What you are asked to do:
Copy out nothing but the line containing "negative clicks: (107, 63) (105, 49)" and the lines that follow it to the end of the entries, exactly as they stand.

Exercise input:
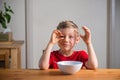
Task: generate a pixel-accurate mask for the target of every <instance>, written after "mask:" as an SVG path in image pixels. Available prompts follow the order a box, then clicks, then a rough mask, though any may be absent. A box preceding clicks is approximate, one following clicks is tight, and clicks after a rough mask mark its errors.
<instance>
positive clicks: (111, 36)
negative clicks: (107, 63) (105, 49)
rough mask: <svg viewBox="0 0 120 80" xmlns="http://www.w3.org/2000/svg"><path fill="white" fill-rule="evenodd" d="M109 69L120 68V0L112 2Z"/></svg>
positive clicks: (110, 23) (110, 17)
mask: <svg viewBox="0 0 120 80" xmlns="http://www.w3.org/2000/svg"><path fill="white" fill-rule="evenodd" d="M110 7H111V10H110V13H111V15H110V36H109V42H110V43H109V44H110V47H109V58H108V59H109V68H120V58H119V57H120V31H119V30H120V0H111V6H110Z"/></svg>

Solution to the exercise:
negative clicks: (107, 63) (105, 49)
rough mask: <svg viewBox="0 0 120 80" xmlns="http://www.w3.org/2000/svg"><path fill="white" fill-rule="evenodd" d="M109 69L120 68V0L112 2Z"/></svg>
positive clicks: (110, 23) (110, 17)
mask: <svg viewBox="0 0 120 80" xmlns="http://www.w3.org/2000/svg"><path fill="white" fill-rule="evenodd" d="M110 7H111V10H110V13H111V15H110V36H109V42H110V43H109V44H110V47H109V58H108V59H109V68H120V58H119V57H120V31H119V30H120V0H111V6H110Z"/></svg>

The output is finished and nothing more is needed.